-- START OF SUPPLIED PASSAGE --

Eggplant Parmesan - This is sooooo good it doesn't need a clever title!


Baked Eggplant Parmesan


Eggplant Parmesan is, and pretty much always has been, one of my favorite dishes. If I'm in an Italian restaurant and see eggplant parmesan on the menu then that's what I end up ordering the vast majority of the time. Over the years I've tried several different recipes but this one was the best I've had. Simple ingredients and pretty easy to make. This will now be my personal go to recipe for baked eggplant recipe. It is soooo good I thought I should share it with you as well!


First, here are the ingredients you'll need:

- 2 medium eggplants, cut into 1/2-inch thick rounds

- 1 Tbs coarse salt

- 2 cups unseasoned panko breadcrumbs

- 1 tsp dried oregano

-3/4 tsp crushed red pepper flakes

- 1 cup fresh grated Parmesan cheese (2 ounces)

- 1 tsp fresh ground black pepper

- 1 cup all-purpose flour

- 4 large eggs

- 4 Tbs vegetable oil


For the sauce you'll need the following ingredients:

- 2 28-ounce cans crushed tomatoes

- 2 Tbs tomato paste

- 2 Tbs olive oil

- 3 tsp Italian seasoning

- 1 tsp dried oregano

- 1/2 tsp onion powder

- 1/2 tsp granulated garlic

- 2 tsp granulated sugar

- 1/2 tsp salt

- 1 tsp pepper


For the layering, you'll need:

- 8 ounces shredded mozzarella (2 cups)

- 1/2 cup grated Parmesan cheese

- Fresh basil leaves or chopped parsley

Lots of ingredients and a bit of work to make this but it was worth it. First, the eggplants were sliced, placed on a layer of paper towels and gently seasoned with some of the salt. The slices were laid flat in layers with a layer of paper towels between each. After all of the slices were laid out and sprinkled with salt, the top layer was covered with another paper towel and a small cookie sheet placed on top to add a bit of weight. This was all set aside for about an hour while I worked on preparing the bread crumbs and sauce.


Now the fun part, I got to use power tools -- the food processor. The breadcrumbs, oregano, red pepper, parmesan, and black pepper were added to the food processor bowl and pulsed until the mix was finely ground. Of course, my cooking wouldn't be an adventure unless I did something wrong. Did you know that our Cuisinart food process can still operate even if the rear latch isn't 100% engaged? Yep, it will. FYI -- if it isn't fully engaged when you do bread crumbs you will end up with a small pile of very fine bread crumbs on the counter behind the food processor...

-- END OF SUPPLIED PASSAGE --

PROBLEMS –
• 1. In the eggplant Parmesan recipe, how long were the salted eggplant slices set aside under the cookie sheet?
• 2. Please write the next part of the eggplant Parmesan recipe post, picking up after its final sentence.

-- START OF PROVIDED MATERIAL --

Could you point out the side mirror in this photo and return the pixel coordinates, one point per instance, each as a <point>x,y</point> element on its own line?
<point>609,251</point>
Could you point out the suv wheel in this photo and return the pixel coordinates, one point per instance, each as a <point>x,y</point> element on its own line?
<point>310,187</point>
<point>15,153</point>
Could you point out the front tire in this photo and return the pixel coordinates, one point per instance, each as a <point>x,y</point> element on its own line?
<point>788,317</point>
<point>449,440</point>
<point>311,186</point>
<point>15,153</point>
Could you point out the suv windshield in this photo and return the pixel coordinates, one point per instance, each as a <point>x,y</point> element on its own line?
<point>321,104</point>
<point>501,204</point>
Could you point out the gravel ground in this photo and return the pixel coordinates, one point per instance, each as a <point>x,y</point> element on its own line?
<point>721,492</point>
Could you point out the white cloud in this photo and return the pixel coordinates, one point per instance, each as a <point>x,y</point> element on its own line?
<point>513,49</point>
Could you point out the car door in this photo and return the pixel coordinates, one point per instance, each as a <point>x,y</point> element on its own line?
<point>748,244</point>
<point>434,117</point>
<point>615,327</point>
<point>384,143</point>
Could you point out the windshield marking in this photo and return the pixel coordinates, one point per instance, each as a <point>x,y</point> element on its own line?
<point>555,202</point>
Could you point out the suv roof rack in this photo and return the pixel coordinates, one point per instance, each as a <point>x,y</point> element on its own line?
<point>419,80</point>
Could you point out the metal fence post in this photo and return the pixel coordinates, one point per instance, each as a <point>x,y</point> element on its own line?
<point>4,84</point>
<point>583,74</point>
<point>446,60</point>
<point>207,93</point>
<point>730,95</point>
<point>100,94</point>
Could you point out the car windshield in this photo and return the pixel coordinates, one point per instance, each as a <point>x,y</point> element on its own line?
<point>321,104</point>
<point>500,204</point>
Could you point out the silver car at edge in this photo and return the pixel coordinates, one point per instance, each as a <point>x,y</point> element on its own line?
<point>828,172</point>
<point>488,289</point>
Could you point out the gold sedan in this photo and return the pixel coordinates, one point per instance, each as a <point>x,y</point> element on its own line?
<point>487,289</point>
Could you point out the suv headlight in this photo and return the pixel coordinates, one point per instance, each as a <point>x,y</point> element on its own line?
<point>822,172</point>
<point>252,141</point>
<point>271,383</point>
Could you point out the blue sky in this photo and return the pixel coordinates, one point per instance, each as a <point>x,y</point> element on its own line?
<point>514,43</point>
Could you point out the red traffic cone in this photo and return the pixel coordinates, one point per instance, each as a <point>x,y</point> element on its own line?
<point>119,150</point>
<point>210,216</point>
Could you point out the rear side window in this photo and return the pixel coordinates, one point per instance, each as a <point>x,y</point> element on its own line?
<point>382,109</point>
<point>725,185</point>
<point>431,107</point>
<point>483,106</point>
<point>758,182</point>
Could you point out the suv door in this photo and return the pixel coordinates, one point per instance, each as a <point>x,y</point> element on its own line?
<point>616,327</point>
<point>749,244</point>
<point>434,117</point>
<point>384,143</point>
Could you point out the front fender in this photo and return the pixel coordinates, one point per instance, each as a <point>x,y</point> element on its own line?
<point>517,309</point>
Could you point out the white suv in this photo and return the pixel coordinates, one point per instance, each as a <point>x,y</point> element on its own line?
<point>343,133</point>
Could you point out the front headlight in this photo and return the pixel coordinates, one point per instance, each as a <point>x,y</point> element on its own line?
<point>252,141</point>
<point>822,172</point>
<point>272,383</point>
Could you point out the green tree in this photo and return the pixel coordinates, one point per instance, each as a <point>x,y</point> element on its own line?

-- END OF PROVIDED MATERIAL --

REPLIES –
• 1. About an hour.

• 2.
Then it was time to set up my breading station. I like using cake pans since the slices fit in nicely and they help contain the mess that I'd otherwise spread around the counter. The first pan had the flour, the second pan held the eggs after they were fully blended, and the third pan held the bread crumb mixture. Before starting the breading process, I placed two cookie sheets into a preheated oven at 425F and let them heat as I breaded the egglplant slices.


I removed the eggplant slices from the paper towel layers and wiped off any moisture and excess salt and then began breading by first coating each slice with flour, then dipping it into the egg mixture. After letting the excess egg drip off, the slices were placed into the breadcrumb mixture and each side was evenly coated. After any excess crumbs were dusted off the slices were placed individually onto some wax paper on the counter.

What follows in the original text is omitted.